# FRAGMENTO SELECCIONADO
┏━━

Hace 12 años, el 16 de abril de 2009, 300 mujeres afganas
marcharon al Parlamento en Kabul en protesta por la aprobación de una ley que
restablecía restricciones a las mujeres chií similares a las que imponen los
talibanes. Permitía la violación conyugal, limitaba los movimientos de las
mujeres y convertía en delito negar vestirse como deseara su marido.
La ley, firmada incluso por el presidente pro
norteamericano Hamid Karzai, quien gobernó desde 2002 tras la invasión de
Estados Unidos, luego fue anulada. Pero en 2002 Hamid Karzai aprobó un “código
de conducta” cuyas reglas establecen que “las mujeres no deben viajar sin un
tutor masculino y no deben mezclarse con hombres extraños en lugares como
escuelas, mercados y oficinas”. La nueva Constitución de 2004 impedía a Hamid
Karzai ser reelecto por tercera vez y lo sucedió en 2014 su ministro de
Finanzas, Ashraf Ghani Ahmadzai, el mismo que después de jurar resistir tras el
anuncio del retiro de las tropas de Estados Unidos, al día siguiente, el 14 de
agosto, se exilió con su familia en Arabia Saudita. Como se ve, la lucha de las
afganas contra el patriarcado trasciende a los talibanes.
Dos décadas antes de que 1949 Simone de Beauvoir
escribiera El segundo sexo, libro que sentó las bases para el feminismo occidental
del siglo XX con una proclama existencialista: ni esposa, ni madre, ni mujer de
fe, en la segunda década del siglo pasado, cuando Afganistán era todavía una
monarquía, las mujeres afganas ya se rebelaban al patriarcado.
La entonces reina Suraiya Shahzada Tarzi, educada en
Siria con valores occidentales y modernos, hizo públicamente campaña contra el
velo, la poligamia y a favor de la educación de las mujeres. Su marido, el rey
Amanullah Khan, sostuvo solemnemente durante un acto oficial que “el Islam no
requería que las mujeres se cubrieran el cuerpo o usaran ningún tipo especial
de velo”. Allí la reina se quitó su velo frente al público y fue imitada por
las mujeres de otros funcionarios presentes en la reunión.
La segunda década del siglo pasado fue un tiempo en el
que también otras naciones musulmanas emprendían el camino hacia la
occidentalización: Turquía y Egipto, que lograron sostener sus avances, e Irán,
que volvió a radicalizarse a fin de siglo.
El rey afgano Amanullah Khan hizo participar a su mujer
en todos los actos. En uno de ellos dijo: “Soy su rey, pero el ministro de
Educación es mi esposa, su reina”. La reina Suraiya fue la primera dama
musulmana que apareció en público junto con su marido.

┗━━

# TAREA
Transcribe sin cambios el pasaje del texto sobre las mujeres afganas que empieza en las palabras "La segunda década del siglo pasado fue" y termina después de "con su marido.".

# FILAS

┏━━

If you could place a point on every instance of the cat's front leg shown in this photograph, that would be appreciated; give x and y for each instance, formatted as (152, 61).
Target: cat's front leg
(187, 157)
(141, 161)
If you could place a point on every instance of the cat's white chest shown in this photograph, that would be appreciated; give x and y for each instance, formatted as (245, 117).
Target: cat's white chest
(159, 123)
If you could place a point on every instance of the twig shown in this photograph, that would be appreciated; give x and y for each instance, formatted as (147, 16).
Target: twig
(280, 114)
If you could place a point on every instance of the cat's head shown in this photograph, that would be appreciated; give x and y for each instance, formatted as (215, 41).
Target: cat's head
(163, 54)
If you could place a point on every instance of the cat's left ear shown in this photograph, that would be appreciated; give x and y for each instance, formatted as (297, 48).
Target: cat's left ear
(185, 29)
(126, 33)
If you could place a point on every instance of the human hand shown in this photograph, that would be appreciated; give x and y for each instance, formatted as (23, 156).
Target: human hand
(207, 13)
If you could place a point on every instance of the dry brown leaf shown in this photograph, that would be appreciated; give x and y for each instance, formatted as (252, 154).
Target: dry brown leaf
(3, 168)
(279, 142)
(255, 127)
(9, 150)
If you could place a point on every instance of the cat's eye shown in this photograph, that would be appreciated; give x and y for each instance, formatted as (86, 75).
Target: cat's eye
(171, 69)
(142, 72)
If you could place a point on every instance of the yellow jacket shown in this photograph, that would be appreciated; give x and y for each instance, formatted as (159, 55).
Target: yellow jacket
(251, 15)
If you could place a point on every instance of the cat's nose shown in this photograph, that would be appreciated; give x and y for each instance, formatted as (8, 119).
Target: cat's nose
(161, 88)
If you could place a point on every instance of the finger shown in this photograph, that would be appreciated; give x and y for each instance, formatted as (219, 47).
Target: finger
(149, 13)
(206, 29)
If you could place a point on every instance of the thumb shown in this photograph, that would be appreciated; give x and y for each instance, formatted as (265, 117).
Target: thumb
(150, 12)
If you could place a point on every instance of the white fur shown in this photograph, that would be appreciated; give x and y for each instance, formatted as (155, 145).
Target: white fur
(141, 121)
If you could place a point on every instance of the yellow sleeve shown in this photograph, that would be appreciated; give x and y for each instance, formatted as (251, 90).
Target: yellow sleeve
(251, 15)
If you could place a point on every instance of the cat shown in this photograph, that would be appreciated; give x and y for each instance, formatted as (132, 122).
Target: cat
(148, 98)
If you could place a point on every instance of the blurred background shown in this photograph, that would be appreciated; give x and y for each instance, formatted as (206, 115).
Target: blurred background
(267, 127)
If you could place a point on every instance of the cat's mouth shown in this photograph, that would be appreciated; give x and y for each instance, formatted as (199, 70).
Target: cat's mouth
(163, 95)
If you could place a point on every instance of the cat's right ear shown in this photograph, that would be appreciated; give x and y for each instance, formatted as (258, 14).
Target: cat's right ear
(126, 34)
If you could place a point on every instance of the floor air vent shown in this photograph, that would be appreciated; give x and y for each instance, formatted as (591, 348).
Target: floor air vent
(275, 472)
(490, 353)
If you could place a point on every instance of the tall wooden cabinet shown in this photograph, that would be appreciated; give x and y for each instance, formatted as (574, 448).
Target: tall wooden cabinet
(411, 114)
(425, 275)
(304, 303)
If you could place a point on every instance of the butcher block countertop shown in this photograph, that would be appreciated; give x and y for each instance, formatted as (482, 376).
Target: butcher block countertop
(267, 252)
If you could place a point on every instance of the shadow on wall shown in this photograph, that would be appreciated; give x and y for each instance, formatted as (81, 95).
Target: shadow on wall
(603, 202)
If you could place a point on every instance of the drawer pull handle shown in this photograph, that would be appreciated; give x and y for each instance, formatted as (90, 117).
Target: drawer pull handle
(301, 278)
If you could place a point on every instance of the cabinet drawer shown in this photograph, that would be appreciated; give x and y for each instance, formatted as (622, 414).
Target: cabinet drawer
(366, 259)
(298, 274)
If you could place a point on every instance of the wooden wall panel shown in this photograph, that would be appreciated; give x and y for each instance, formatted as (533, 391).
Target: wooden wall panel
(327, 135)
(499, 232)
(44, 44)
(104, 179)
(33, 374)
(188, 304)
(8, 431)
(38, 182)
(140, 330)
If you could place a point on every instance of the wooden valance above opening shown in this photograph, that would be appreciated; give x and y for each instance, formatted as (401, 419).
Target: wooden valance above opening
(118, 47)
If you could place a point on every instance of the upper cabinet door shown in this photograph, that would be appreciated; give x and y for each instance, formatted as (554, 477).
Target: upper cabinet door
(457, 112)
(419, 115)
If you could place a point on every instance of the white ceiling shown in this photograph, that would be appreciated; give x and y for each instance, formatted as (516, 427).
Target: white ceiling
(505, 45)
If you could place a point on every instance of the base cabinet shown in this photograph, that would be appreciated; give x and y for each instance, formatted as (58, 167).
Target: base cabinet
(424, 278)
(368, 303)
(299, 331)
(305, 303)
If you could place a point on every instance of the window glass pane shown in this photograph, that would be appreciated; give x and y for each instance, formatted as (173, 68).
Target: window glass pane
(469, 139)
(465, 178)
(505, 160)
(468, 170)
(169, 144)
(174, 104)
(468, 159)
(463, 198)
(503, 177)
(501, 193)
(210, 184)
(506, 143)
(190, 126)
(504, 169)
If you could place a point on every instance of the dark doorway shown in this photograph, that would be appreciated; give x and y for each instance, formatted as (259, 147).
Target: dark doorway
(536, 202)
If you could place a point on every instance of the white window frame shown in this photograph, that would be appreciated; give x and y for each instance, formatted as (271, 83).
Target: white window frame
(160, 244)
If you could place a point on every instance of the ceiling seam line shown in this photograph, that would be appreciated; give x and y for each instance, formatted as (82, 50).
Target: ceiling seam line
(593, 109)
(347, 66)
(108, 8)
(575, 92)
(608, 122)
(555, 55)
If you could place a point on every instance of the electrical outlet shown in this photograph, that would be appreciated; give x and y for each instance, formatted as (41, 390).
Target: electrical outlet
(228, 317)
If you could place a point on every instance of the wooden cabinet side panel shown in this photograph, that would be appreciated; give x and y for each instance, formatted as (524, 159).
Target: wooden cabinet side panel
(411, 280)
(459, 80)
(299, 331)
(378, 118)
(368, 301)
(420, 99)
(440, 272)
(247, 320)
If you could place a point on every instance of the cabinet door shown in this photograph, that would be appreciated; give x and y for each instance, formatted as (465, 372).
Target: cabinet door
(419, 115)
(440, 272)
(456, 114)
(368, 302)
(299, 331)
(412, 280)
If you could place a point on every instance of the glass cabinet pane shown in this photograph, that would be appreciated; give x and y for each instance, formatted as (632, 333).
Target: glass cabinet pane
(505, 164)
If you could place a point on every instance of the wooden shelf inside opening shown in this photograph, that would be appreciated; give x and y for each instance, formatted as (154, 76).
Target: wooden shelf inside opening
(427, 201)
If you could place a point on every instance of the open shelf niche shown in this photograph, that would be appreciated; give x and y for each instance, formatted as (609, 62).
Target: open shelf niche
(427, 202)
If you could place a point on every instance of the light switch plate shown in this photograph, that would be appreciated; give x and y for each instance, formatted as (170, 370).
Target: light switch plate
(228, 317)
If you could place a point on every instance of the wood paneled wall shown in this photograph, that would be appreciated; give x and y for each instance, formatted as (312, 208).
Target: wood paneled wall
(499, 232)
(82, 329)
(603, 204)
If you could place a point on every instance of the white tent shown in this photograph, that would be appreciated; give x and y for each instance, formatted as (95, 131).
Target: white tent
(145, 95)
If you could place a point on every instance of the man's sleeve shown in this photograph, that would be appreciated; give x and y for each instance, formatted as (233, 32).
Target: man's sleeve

┗━━

# RESPUESTA
La segunda década del siglo pasado fue un tiempo en el
que también otras naciones musulmanas emprendían el camino hacia la
occidentalización: Turquía y Egipto, que lograron sostener sus avances, e Irán,
que volvió a radicalizarse a fin de siglo.
El rey afgano Amanullah Khan hizo participar a su mujer
en todos los actos. En uno de ellos dijo: “Soy su rey, pero el ministro de
Educación es mi esposa, su reina”. La reina Suraiya fue la primera dama
musulmana que apareció en público junto con su marido.